**The exercise**
Copy out, word for word, the stretch of the records below from the line containing "Where in the photo above do you see the bicycle tire?" through the end of the records.
>> Start
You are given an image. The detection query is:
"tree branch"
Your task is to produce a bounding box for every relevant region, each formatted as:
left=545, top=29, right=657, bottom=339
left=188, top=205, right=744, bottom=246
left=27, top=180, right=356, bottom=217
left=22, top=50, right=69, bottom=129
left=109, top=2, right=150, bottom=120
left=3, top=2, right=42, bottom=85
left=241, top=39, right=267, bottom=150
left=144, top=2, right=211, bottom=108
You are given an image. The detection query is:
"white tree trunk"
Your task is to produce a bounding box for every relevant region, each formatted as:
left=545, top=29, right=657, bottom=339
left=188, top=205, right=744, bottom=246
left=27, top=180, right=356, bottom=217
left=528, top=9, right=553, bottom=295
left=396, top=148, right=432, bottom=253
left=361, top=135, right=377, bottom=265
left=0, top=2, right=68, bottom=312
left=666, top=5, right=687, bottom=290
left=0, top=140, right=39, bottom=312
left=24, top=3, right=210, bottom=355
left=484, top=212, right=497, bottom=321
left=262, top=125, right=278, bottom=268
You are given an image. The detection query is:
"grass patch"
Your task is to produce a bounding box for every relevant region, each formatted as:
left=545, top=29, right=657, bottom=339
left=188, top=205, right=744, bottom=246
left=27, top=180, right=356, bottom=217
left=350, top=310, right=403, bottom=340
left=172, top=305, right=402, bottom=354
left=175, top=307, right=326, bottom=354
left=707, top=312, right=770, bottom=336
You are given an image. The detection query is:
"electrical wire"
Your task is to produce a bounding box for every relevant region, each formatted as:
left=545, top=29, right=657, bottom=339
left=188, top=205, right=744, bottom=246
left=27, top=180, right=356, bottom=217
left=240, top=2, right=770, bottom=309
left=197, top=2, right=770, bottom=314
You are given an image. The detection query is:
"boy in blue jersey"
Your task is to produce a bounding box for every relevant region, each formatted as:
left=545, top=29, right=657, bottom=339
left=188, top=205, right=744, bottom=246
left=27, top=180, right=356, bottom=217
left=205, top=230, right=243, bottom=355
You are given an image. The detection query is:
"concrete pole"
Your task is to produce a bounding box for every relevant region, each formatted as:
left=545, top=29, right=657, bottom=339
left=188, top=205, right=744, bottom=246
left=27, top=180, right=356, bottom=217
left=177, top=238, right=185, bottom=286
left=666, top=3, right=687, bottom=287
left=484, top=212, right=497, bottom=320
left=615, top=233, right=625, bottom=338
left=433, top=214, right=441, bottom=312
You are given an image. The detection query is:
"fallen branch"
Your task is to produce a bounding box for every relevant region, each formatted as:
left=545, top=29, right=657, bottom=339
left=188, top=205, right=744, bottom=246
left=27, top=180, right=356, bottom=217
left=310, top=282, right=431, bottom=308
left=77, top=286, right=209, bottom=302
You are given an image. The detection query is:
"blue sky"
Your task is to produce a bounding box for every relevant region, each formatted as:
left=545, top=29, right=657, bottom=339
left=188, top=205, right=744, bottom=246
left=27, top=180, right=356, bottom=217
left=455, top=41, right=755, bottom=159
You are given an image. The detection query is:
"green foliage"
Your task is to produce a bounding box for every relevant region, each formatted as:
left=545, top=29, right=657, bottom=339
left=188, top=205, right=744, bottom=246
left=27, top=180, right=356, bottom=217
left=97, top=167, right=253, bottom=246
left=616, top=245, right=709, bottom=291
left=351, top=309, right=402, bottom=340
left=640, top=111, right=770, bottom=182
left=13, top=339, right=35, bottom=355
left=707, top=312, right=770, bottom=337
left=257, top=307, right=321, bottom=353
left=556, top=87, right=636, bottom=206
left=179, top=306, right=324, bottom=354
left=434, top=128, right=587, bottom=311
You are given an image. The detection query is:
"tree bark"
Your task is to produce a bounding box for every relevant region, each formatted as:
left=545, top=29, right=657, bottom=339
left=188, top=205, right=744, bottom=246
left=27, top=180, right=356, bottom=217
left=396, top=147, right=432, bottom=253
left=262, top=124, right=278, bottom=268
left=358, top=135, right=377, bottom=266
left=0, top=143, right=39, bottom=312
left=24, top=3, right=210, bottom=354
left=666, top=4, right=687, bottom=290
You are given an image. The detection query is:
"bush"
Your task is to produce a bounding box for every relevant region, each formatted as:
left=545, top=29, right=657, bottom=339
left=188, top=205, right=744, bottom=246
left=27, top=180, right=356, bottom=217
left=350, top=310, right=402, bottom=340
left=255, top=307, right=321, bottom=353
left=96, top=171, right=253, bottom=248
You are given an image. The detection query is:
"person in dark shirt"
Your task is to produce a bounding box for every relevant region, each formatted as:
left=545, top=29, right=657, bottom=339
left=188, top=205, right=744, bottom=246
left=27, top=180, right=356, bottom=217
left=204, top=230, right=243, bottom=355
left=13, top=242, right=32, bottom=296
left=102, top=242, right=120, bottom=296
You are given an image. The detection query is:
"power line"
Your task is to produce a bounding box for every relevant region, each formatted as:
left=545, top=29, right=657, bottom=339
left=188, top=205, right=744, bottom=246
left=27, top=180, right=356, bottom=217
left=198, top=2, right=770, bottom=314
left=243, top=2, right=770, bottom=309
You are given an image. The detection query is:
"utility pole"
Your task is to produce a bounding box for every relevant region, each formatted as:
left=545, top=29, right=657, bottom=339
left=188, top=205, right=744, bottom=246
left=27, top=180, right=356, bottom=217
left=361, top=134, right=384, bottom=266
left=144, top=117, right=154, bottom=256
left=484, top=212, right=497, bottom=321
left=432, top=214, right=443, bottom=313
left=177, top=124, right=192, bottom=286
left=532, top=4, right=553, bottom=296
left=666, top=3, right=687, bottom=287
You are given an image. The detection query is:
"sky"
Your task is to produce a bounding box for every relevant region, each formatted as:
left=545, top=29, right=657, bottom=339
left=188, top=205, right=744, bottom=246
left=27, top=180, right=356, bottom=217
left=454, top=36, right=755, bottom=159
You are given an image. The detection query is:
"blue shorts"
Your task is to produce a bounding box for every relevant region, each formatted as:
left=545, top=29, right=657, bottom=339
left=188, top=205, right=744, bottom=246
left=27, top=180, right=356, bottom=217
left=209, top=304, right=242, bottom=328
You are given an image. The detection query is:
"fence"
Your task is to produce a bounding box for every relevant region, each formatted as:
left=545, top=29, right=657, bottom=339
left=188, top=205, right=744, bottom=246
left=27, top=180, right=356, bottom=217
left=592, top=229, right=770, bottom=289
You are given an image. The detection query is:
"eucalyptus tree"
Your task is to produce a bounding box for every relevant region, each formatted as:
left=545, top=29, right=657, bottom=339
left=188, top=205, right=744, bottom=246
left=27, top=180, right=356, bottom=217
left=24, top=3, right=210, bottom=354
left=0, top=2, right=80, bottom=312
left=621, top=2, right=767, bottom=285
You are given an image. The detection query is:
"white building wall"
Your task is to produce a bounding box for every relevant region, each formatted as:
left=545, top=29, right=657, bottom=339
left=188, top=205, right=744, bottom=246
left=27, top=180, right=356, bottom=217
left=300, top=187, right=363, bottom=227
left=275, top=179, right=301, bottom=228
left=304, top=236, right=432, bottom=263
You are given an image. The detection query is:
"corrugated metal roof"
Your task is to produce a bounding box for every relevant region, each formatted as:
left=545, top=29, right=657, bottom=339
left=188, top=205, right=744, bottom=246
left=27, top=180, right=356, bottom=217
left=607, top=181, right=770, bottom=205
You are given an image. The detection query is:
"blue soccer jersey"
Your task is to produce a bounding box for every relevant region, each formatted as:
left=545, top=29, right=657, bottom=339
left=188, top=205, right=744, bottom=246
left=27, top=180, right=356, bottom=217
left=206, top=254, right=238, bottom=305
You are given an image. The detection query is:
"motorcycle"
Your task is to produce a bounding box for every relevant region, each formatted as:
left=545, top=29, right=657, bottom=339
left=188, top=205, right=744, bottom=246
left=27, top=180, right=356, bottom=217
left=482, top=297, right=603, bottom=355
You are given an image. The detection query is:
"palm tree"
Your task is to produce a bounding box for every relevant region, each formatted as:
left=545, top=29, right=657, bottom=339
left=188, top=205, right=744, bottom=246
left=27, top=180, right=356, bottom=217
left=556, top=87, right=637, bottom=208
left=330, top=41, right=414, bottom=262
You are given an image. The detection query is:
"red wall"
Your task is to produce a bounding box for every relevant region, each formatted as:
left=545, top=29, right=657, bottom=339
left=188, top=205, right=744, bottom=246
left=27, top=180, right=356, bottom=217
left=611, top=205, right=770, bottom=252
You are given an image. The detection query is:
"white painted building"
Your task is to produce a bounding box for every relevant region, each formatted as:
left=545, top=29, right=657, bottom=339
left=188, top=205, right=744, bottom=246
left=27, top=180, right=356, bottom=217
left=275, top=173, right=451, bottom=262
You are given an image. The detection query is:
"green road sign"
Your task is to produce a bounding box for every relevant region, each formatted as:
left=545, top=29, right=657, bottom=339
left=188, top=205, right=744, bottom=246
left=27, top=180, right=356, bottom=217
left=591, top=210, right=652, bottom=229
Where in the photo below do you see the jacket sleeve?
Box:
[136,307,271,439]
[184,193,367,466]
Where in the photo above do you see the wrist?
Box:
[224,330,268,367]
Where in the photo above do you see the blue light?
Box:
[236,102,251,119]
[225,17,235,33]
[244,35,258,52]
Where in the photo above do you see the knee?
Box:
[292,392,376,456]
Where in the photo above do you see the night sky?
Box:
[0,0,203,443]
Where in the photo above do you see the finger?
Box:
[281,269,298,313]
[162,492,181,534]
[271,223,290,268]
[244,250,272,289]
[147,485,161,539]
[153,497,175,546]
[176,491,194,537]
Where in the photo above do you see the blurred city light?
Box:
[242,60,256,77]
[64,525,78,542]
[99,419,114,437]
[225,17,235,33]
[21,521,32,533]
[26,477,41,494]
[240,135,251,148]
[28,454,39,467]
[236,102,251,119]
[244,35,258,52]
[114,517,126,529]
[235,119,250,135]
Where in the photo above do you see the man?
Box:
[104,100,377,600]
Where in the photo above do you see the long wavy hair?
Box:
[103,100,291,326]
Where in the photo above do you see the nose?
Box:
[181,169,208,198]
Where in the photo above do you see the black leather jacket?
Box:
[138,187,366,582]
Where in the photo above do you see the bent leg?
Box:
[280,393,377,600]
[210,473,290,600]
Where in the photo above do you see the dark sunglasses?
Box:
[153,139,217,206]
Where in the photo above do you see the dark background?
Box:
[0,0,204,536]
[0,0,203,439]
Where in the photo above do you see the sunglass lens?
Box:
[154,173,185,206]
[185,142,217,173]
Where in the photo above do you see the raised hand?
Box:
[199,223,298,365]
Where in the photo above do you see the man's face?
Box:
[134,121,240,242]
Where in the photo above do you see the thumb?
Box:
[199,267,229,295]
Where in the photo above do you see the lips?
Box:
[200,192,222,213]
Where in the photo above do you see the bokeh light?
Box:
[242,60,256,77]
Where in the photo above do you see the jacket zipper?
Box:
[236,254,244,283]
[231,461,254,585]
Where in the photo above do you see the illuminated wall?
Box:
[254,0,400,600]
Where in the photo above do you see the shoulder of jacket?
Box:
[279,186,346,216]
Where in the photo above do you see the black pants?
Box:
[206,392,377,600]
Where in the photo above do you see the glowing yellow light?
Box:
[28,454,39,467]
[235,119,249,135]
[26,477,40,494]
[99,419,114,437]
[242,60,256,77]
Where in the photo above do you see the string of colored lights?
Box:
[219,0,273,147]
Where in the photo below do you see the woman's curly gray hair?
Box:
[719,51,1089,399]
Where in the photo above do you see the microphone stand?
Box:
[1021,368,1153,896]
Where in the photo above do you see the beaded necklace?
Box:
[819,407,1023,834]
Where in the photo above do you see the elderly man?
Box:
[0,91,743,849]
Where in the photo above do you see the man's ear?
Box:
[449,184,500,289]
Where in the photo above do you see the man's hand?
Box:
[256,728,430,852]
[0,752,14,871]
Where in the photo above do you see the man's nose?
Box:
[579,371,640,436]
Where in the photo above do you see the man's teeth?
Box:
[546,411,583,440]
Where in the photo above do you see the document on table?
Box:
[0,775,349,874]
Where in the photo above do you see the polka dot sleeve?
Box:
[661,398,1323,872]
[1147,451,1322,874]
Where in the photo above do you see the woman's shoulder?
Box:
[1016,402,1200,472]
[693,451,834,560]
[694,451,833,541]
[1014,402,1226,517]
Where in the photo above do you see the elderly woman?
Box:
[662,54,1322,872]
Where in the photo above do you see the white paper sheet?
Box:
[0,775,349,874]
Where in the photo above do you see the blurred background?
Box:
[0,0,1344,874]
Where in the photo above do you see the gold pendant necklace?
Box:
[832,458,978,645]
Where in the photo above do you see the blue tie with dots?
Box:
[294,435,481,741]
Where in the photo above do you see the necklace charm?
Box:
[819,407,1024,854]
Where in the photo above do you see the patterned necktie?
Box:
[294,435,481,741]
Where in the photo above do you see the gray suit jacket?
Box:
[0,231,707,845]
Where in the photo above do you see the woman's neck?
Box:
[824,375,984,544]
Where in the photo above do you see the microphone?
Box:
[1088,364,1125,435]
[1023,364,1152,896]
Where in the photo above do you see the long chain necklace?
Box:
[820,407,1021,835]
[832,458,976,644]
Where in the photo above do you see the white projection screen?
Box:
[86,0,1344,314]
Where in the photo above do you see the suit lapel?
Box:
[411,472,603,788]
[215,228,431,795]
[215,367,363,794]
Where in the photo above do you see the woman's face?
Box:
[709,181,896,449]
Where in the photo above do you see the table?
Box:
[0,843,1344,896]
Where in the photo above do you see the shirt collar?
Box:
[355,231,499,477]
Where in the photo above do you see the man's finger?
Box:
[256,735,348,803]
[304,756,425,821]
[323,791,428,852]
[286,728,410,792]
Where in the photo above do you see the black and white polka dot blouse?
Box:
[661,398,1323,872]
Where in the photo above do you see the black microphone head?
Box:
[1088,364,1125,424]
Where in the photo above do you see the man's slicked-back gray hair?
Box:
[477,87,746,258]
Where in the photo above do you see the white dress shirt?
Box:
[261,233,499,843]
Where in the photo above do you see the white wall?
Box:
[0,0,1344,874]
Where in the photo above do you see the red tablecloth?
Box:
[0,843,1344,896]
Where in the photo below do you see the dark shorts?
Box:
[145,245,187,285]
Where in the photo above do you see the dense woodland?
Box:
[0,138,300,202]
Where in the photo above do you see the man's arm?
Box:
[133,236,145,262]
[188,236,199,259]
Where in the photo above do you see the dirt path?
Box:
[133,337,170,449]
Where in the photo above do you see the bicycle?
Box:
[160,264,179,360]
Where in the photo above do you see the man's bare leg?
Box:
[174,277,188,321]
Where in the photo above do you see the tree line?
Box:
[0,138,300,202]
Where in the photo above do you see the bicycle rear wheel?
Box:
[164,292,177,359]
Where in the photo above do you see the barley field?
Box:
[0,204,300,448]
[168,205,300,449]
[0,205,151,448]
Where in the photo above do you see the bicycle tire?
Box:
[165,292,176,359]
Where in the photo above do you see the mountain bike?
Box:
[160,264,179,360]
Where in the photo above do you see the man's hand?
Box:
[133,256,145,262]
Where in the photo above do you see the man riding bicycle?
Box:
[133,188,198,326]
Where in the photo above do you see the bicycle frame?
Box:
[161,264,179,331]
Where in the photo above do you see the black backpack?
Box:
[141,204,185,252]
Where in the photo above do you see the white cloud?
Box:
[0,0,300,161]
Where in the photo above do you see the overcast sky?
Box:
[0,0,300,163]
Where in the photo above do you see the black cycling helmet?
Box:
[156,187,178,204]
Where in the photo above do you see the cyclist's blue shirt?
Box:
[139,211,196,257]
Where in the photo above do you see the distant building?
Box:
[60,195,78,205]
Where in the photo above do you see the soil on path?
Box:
>> End
**Exercise answer**
Where in the photo above do you see the bicycle tire?
Box:
[165,292,176,359]
Where in the photo above do you see the mountain bike?
Box:
[160,264,179,360]
Where in the photo above do you see the man's hand?
Box:
[133,256,145,262]
Where in the photo above do you see the man riding bicycle?
Box:
[133,188,198,326]
Where in the photo above do you see the bicycle frame?
Box:
[161,264,179,331]
Where in the photo above do you see the black backpack?
Box:
[141,204,185,252]
Where in the photo above do you see the white cloud?
Box:
[0,0,300,161]
Where in the photo above do you see the overcast sky?
Box:
[0,0,300,163]
Where in the photo above do you see the black cycling helmet?
Box:
[156,187,178,204]
Where in the photo above do you see the cyclist's blue shirt?
Box:
[139,211,196,257]
Where in the photo above do you see the distant building?
Box:
[60,195,78,205]
Where in the photo above do you see the soil on path?
Box:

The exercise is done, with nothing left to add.